▶ Supplied material:
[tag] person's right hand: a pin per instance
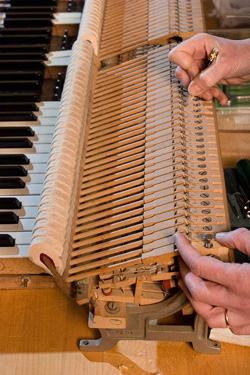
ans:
(230, 67)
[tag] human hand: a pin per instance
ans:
(230, 67)
(214, 287)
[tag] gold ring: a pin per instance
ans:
(226, 319)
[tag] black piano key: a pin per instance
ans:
(10, 204)
(15, 159)
(24, 48)
(6, 240)
(23, 10)
(12, 183)
(28, 14)
(34, 4)
(26, 22)
(19, 97)
(20, 86)
(40, 32)
(20, 56)
(16, 131)
(16, 117)
(8, 218)
(21, 38)
(12, 171)
(15, 143)
(33, 75)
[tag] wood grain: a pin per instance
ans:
(39, 331)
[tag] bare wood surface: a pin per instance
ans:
(40, 330)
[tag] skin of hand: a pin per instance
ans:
(213, 286)
(231, 66)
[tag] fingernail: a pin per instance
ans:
(220, 236)
(193, 89)
(180, 284)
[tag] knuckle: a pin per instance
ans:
(197, 265)
(207, 80)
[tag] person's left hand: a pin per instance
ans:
(214, 287)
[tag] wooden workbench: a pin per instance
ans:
(39, 331)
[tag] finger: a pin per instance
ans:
(219, 95)
(206, 292)
(185, 60)
(237, 239)
(182, 76)
(238, 318)
(214, 316)
(243, 330)
(231, 275)
(206, 79)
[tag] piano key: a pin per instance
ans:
(29, 189)
(38, 148)
(40, 121)
(32, 178)
(15, 116)
(14, 251)
(7, 203)
(15, 143)
(27, 201)
(12, 171)
(6, 240)
(11, 183)
(8, 217)
(20, 224)
(13, 159)
(18, 131)
(28, 212)
(21, 238)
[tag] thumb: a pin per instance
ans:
(237, 239)
(206, 79)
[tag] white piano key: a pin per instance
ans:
(27, 201)
(12, 252)
(29, 189)
(46, 112)
(36, 128)
(36, 168)
(22, 225)
(59, 54)
(23, 212)
(37, 148)
(63, 61)
(48, 105)
(33, 178)
(21, 238)
(67, 18)
(40, 122)
(38, 158)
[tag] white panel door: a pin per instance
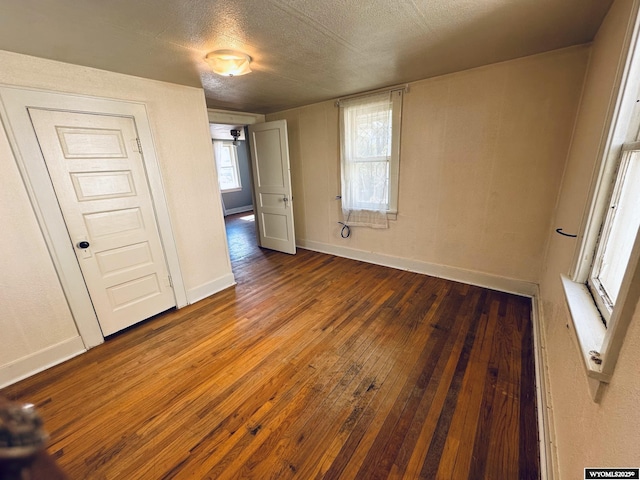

▶ Task goal: Pull out every line of the records that contains the word "piano", and copy each one in full.

▶ Exercise solution:
[tag] black piano key: a pin per instance
[tag] piano key: a pin per instance
[tag] white piano key: a pin per instance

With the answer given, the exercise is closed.